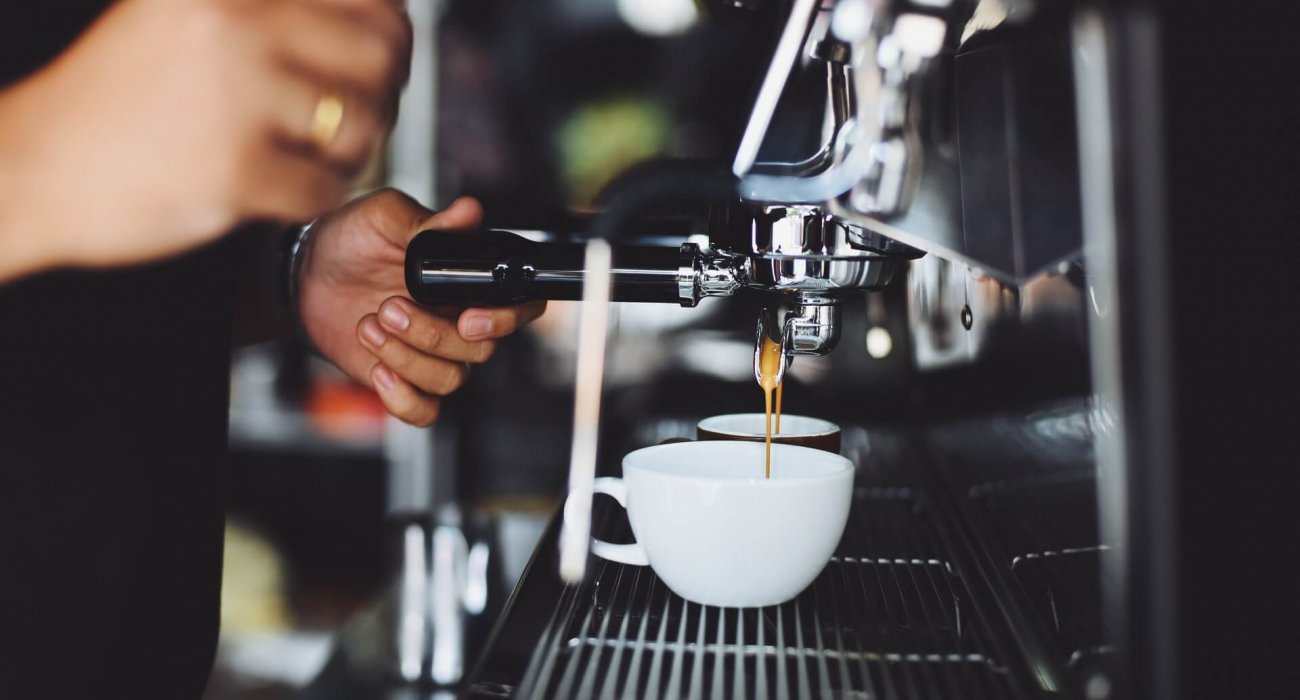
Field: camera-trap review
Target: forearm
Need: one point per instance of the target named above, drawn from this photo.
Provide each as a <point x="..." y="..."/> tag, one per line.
<point x="26" y="245"/>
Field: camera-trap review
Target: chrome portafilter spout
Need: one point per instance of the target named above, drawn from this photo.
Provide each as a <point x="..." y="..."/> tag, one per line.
<point x="771" y="331"/>
<point x="813" y="325"/>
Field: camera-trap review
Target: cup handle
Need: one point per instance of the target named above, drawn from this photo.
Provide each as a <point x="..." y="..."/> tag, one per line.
<point x="622" y="553"/>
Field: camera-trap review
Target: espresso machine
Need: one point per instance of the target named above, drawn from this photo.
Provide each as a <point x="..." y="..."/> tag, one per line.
<point x="992" y="165"/>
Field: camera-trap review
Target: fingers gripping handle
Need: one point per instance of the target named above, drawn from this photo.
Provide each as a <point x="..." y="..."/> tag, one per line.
<point x="622" y="553"/>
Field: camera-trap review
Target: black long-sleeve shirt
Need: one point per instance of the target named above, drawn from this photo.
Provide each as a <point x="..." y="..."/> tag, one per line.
<point x="113" y="396"/>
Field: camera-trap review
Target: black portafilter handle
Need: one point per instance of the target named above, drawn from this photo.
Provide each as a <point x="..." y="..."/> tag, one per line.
<point x="502" y="268"/>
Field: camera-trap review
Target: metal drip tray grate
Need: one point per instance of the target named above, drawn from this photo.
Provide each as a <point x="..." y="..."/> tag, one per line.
<point x="887" y="618"/>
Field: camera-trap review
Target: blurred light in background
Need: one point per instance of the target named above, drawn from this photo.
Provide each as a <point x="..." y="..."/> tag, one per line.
<point x="659" y="17"/>
<point x="603" y="138"/>
<point x="879" y="342"/>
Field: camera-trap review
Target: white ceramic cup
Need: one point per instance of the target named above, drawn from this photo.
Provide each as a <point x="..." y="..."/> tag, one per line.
<point x="720" y="534"/>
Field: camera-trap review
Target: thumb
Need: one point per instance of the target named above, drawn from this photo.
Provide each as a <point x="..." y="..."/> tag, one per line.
<point x="463" y="214"/>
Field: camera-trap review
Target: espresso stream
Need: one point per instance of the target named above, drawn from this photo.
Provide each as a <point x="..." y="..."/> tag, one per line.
<point x="768" y="367"/>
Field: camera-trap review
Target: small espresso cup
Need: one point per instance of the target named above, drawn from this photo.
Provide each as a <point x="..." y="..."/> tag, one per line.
<point x="718" y="532"/>
<point x="796" y="430"/>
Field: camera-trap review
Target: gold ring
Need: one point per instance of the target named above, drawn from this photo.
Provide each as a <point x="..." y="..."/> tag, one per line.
<point x="326" y="120"/>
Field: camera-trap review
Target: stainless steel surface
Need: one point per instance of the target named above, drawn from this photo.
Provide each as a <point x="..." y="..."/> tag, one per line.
<point x="889" y="617"/>
<point x="774" y="83"/>
<point x="813" y="325"/>
<point x="770" y="328"/>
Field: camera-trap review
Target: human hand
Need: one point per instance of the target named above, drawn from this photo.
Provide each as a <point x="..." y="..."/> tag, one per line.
<point x="354" y="305"/>
<point x="169" y="122"/>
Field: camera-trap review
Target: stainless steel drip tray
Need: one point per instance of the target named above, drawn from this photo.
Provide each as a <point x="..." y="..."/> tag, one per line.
<point x="889" y="617"/>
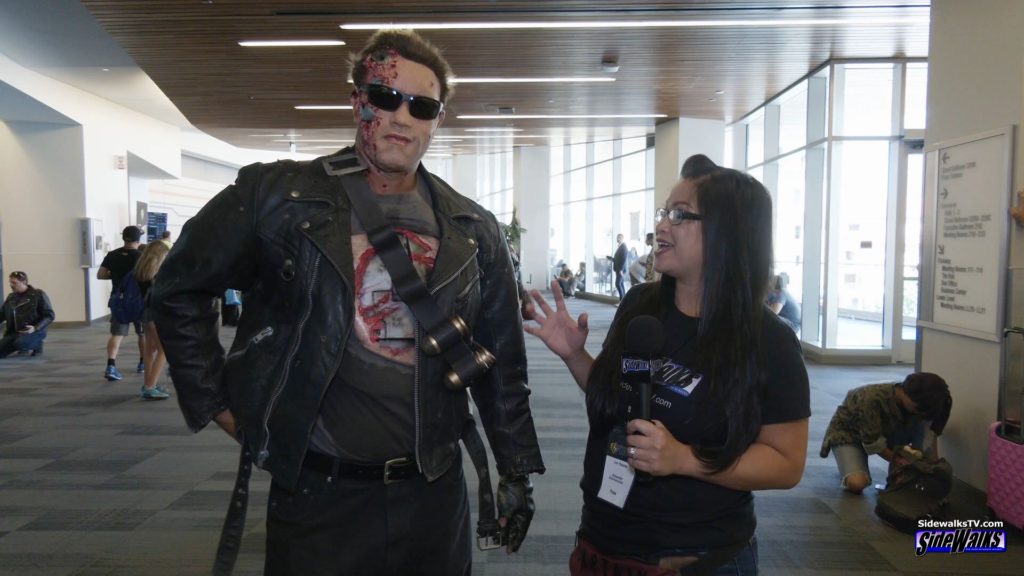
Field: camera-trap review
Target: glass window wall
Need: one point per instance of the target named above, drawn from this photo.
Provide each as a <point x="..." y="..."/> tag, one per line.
<point x="836" y="198"/>
<point x="608" y="196"/>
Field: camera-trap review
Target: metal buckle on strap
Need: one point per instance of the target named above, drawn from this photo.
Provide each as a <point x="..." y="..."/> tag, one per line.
<point x="393" y="462"/>
<point x="489" y="542"/>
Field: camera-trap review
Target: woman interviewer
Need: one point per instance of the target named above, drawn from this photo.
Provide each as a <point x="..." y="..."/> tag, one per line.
<point x="730" y="401"/>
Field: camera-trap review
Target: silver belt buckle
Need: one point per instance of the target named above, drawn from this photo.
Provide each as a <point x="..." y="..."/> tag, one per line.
<point x="393" y="462"/>
<point x="488" y="542"/>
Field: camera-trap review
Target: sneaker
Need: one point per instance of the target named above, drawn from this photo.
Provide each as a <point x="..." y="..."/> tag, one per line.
<point x="112" y="373"/>
<point x="154" y="394"/>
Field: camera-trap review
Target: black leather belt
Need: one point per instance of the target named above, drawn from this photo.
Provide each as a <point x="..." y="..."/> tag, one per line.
<point x="392" y="470"/>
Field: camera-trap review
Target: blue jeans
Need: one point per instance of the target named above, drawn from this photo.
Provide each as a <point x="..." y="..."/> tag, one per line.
<point x="22" y="342"/>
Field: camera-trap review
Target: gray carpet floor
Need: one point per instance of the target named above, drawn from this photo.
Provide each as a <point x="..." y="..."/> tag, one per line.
<point x="95" y="481"/>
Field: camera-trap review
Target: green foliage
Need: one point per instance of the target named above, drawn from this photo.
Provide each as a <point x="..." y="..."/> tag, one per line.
<point x="513" y="232"/>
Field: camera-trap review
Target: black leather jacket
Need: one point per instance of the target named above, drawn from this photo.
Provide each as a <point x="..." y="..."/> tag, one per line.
<point x="32" y="306"/>
<point x="282" y="235"/>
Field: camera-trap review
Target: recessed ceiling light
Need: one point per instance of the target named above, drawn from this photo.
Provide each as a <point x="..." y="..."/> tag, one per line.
<point x="324" y="107"/>
<point x="536" y="79"/>
<point x="773" y="23"/>
<point x="554" y="116"/>
<point x="502" y="136"/>
<point x="287" y="43"/>
<point x="498" y="80"/>
<point x="312" y="140"/>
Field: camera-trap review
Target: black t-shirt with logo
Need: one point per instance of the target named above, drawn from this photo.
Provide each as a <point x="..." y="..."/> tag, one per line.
<point x="679" y="511"/>
<point x="368" y="413"/>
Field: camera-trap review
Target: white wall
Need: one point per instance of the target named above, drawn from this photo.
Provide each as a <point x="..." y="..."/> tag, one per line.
<point x="40" y="206"/>
<point x="531" y="179"/>
<point x="83" y="172"/>
<point x="976" y="63"/>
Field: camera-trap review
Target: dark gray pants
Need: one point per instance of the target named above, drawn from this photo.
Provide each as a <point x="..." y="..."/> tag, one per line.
<point x="354" y="527"/>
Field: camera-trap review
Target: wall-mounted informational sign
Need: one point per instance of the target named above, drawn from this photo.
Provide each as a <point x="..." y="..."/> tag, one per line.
<point x="90" y="243"/>
<point x="968" y="183"/>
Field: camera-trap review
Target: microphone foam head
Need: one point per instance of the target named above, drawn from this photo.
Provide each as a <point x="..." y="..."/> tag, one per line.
<point x="644" y="335"/>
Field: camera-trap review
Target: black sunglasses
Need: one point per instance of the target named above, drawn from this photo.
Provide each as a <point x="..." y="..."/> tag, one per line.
<point x="676" y="215"/>
<point x="387" y="98"/>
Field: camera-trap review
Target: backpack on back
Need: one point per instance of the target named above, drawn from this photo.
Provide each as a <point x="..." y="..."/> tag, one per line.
<point x="126" y="300"/>
<point x="915" y="489"/>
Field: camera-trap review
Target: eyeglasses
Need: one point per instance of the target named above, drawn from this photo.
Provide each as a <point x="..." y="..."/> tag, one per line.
<point x="387" y="98"/>
<point x="676" y="215"/>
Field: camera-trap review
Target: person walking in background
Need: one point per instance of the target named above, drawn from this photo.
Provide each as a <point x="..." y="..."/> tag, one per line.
<point x="781" y="302"/>
<point x="328" y="386"/>
<point x="229" y="307"/>
<point x="883" y="419"/>
<point x="619" y="266"/>
<point x="117" y="263"/>
<point x="26" y="314"/>
<point x="730" y="401"/>
<point x="566" y="281"/>
<point x="153" y="356"/>
<point x="649" y="274"/>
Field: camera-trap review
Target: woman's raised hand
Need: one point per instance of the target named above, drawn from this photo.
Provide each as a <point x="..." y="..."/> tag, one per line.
<point x="556" y="328"/>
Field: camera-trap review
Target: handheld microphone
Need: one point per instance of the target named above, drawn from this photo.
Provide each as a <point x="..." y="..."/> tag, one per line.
<point x="644" y="340"/>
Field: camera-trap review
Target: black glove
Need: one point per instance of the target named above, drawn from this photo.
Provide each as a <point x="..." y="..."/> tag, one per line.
<point x="515" y="508"/>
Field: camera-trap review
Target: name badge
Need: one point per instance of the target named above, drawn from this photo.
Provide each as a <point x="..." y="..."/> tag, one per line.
<point x="619" y="476"/>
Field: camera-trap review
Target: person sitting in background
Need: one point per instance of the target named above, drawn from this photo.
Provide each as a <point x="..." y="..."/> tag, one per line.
<point x="566" y="281"/>
<point x="27" y="313"/>
<point x="882" y="419"/>
<point x="153" y="355"/>
<point x="782" y="302"/>
<point x="581" y="277"/>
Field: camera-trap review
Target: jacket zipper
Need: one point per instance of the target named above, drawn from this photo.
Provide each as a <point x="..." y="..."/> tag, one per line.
<point x="255" y="339"/>
<point x="264" y="452"/>
<point x="416" y="401"/>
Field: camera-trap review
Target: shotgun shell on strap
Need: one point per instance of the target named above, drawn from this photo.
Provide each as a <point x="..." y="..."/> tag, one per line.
<point x="435" y="343"/>
<point x="483" y="358"/>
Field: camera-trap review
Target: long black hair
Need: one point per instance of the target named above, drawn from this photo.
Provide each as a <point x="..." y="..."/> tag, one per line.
<point x="737" y="256"/>
<point x="931" y="394"/>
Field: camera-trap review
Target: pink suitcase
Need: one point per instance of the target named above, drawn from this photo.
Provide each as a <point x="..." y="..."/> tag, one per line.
<point x="1006" y="437"/>
<point x="1006" y="477"/>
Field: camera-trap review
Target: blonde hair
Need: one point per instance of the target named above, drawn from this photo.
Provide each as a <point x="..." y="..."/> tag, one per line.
<point x="148" y="263"/>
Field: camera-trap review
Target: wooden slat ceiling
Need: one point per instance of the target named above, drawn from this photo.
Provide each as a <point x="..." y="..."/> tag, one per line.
<point x="189" y="48"/>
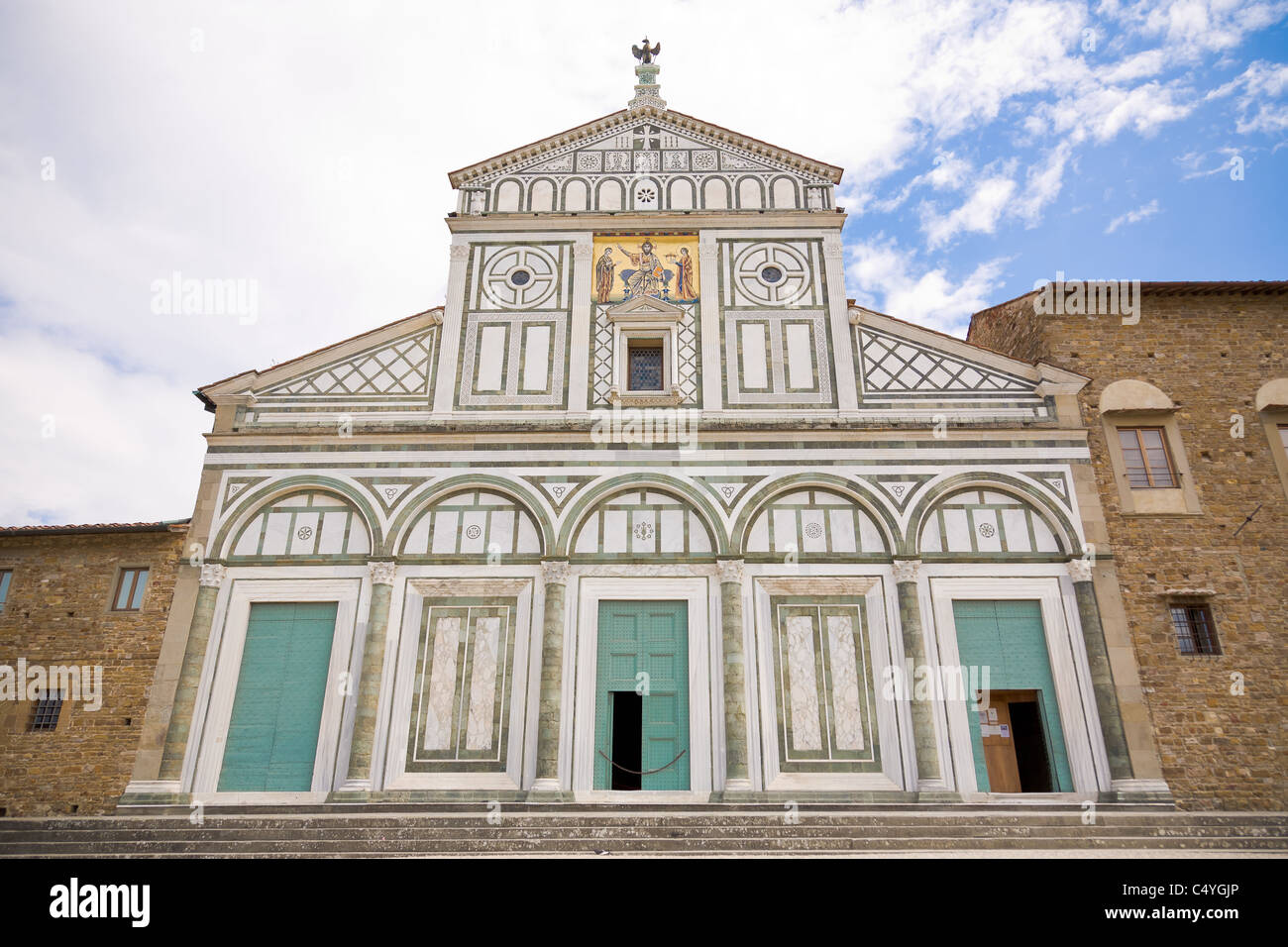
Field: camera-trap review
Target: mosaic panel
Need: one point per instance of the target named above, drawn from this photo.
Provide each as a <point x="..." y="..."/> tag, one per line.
<point x="987" y="523"/>
<point x="812" y="523"/>
<point x="473" y="525"/>
<point x="303" y="525"/>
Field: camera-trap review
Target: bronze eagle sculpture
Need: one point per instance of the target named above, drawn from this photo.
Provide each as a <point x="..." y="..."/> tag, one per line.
<point x="647" y="54"/>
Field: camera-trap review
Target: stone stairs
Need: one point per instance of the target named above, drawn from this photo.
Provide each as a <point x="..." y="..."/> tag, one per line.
<point x="588" y="830"/>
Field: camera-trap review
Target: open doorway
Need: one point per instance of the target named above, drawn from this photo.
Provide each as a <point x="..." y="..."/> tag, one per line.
<point x="1016" y="742"/>
<point x="627" y="740"/>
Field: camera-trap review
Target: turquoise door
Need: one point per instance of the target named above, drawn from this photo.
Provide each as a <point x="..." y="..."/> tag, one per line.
<point x="1009" y="639"/>
<point x="644" y="650"/>
<point x="273" y="732"/>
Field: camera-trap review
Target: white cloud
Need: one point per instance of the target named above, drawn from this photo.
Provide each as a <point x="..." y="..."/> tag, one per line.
<point x="892" y="281"/>
<point x="1256" y="85"/>
<point x="1132" y="217"/>
<point x="86" y="442"/>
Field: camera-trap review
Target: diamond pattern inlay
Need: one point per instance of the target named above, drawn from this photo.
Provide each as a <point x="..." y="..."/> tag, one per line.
<point x="400" y="368"/>
<point x="893" y="365"/>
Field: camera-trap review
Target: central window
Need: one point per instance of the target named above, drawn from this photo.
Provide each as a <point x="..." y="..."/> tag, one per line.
<point x="644" y="367"/>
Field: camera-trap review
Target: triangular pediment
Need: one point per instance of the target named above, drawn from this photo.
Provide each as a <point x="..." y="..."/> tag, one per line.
<point x="649" y="141"/>
<point x="645" y="308"/>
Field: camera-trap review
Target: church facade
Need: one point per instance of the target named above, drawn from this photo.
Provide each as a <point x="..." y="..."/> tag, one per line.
<point x="648" y="505"/>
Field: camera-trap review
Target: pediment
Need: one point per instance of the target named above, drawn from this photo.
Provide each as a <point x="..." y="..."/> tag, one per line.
<point x="645" y="309"/>
<point x="652" y="141"/>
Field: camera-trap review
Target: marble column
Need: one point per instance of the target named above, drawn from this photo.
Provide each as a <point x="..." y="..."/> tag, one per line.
<point x="372" y="673"/>
<point x="734" y="676"/>
<point x="914" y="652"/>
<point x="552" y="678"/>
<point x="1102" y="674"/>
<point x="189" y="674"/>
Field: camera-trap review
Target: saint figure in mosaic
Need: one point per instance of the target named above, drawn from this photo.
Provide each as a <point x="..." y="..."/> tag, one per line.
<point x="684" y="283"/>
<point x="604" y="266"/>
<point x="648" y="277"/>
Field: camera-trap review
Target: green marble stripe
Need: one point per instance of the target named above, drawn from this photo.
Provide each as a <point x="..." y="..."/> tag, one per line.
<point x="1103" y="682"/>
<point x="369" y="684"/>
<point x="922" y="712"/>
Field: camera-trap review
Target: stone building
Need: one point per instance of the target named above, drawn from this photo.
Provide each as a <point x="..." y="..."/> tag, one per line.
<point x="82" y="611"/>
<point x="647" y="505"/>
<point x="1186" y="414"/>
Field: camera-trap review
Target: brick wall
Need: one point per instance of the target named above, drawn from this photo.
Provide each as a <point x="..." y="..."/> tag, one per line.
<point x="56" y="613"/>
<point x="1210" y="354"/>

## YOUR GOAL
Extract every line of the listing above that contains the word "steel".

## EXERCISE RESPONSE
Target: stainless steel surface
Target: stainless steel drip tray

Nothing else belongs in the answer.